Locate every line below that contains the word "mountain" and copy it.
(PROVIDED ENTRIES begins)
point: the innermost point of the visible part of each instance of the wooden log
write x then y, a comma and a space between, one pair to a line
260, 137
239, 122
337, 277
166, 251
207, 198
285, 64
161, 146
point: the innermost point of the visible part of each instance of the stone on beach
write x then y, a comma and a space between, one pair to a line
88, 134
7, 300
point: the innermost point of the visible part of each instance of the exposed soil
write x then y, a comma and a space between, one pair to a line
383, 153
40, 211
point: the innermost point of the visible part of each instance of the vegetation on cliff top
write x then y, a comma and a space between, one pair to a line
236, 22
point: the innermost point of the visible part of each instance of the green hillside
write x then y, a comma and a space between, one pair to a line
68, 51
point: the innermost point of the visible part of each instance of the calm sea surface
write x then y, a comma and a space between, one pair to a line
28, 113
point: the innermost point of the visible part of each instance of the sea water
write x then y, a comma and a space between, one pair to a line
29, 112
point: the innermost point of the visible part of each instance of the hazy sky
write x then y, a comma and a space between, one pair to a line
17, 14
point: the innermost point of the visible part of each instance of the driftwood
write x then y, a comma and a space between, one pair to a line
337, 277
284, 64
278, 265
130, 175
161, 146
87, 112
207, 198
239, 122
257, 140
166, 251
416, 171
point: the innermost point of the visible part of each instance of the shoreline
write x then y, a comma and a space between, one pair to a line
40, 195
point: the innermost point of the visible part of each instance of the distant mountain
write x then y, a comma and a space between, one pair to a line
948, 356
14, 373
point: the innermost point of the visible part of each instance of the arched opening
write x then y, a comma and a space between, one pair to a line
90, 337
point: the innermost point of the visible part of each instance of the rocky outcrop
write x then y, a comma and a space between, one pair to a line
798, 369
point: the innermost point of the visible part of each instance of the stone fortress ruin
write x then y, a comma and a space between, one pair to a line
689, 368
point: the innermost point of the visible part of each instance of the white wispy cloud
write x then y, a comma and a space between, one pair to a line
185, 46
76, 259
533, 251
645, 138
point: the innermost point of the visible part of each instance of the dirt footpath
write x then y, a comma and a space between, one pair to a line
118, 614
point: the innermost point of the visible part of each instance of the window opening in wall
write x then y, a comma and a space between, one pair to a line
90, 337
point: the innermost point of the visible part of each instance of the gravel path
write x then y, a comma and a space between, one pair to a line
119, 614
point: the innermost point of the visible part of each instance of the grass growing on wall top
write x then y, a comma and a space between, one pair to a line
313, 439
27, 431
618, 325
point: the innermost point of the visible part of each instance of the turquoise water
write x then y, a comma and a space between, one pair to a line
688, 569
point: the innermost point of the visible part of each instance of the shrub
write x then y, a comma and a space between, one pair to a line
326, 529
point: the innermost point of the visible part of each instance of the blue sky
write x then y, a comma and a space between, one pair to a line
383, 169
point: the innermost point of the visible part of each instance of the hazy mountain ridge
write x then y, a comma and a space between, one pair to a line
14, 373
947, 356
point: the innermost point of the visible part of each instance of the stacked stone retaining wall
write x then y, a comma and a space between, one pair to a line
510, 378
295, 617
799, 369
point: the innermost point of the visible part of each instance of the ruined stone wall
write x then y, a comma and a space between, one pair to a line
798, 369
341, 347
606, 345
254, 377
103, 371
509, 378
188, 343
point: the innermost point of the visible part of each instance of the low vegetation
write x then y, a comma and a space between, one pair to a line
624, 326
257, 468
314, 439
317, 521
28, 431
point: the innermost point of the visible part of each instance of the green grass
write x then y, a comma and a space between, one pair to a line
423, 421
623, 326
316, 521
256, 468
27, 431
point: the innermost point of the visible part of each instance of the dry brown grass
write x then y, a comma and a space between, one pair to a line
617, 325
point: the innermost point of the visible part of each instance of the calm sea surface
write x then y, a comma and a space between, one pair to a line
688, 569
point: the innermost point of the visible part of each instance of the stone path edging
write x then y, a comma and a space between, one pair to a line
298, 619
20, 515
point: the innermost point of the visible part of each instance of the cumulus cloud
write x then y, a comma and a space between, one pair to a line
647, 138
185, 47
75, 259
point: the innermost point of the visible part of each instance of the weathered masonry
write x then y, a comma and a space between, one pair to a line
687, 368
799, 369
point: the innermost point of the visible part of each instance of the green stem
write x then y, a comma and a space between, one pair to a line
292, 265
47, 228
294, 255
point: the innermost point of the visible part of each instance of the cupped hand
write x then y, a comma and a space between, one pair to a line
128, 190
(PROVIDED ENTRIES ends)
:: SOLUTION ::
point: the innermost point of the visible part of each instance of the distant mountain
point: the innermost point of the visible part of each instance of the hazy mountain ridge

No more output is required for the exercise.